*SUPPLIED RECORDS*
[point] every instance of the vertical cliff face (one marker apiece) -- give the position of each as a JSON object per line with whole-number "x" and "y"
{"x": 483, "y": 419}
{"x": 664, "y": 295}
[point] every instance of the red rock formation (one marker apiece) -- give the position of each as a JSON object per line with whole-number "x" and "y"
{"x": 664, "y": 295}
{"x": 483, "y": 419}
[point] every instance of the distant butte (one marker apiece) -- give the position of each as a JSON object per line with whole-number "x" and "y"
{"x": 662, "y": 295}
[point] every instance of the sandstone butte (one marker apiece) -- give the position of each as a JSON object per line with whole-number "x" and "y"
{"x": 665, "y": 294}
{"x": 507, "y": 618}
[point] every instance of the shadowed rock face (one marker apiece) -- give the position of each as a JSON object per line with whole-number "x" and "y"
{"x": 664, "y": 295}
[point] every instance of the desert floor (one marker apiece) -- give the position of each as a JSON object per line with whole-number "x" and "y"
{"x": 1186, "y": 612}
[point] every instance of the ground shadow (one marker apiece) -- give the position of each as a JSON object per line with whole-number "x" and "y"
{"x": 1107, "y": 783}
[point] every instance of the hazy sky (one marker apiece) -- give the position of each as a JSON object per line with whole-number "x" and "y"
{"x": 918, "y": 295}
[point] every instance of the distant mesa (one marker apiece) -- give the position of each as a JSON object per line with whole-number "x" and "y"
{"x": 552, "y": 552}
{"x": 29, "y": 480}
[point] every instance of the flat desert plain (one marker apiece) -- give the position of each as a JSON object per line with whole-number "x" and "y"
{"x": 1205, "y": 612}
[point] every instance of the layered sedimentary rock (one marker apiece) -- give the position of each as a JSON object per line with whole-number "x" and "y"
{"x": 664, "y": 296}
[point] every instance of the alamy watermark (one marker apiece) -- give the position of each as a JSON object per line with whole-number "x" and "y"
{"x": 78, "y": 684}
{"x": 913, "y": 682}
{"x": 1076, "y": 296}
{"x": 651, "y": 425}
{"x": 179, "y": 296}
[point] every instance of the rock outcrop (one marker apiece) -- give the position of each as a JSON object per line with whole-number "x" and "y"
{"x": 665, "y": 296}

*WHAT IS REQUIRED*
Output every record above in full, exactly as it reads.

*SOLUTION TO THIS EXERCISE*
[point] every instance of the vertical cliff face (one marker apiece) -- give the position of each as a JSON object per line with whole-number "x" and "y"
{"x": 483, "y": 419}
{"x": 664, "y": 295}
[point] every instance of the red rock formation (one marker apiece) -- give the position of each as a JSON object per line with whole-number "x" and "y"
{"x": 664, "y": 295}
{"x": 483, "y": 419}
[point] every instance of the distant butte (one marker apiece) -- give the position of each as a JSON object per line with whole-number "x" and "y"
{"x": 662, "y": 295}
[point] every instance of the sandstone butte (one marker apiece) -- give the position of each as a JSON object per line with whole-number "x" and "y"
{"x": 665, "y": 294}
{"x": 507, "y": 618}
[point] every instance of the shadowed rock face (one marker apiece) -- give the position of each as a JSON object per line with whole-number "x" and "y"
{"x": 664, "y": 295}
[point] every instance of the desert floor (one marker apiece) -- give the position of each as a JSON object per line with whole-number "x" and "y"
{"x": 1186, "y": 612}
[point] every instance of the ground shadow (one marker apiece) -- give the position of each as a JSON object per line with whole-number "x" and "y"
{"x": 1107, "y": 783}
[point] every instance of the hazy sky (one marker apiece) -- give the position of each as a JSON object per line with whole-number "x" and "y"
{"x": 918, "y": 295}
[point] every instance of the distant mesa (one marker apiece) -- give the position of each as a JSON object per line with whole-number "x" and "y"
{"x": 552, "y": 552}
{"x": 29, "y": 480}
[point] every instance of the flat desert plain (one marker apiece) -- give the position of each as a JSON object per line with whole-number "x" and "y"
{"x": 1205, "y": 612}
[point] every instance of the layered sedimentary rock (one marker apiece) -- give the position of each as a JSON object per line with whole-number "x" and "y"
{"x": 664, "y": 296}
[point] every instance of the alamy watermark (one marker apiece) -- give the position of each as a JSON object per line with whole-number "x" and "y"
{"x": 78, "y": 684}
{"x": 913, "y": 682}
{"x": 1076, "y": 296}
{"x": 651, "y": 425}
{"x": 179, "y": 296}
[point] every instance of the rock outcrop (one marker apiece) -- give the position of each as a JSON object per line with whole-number "x" and "y"
{"x": 665, "y": 296}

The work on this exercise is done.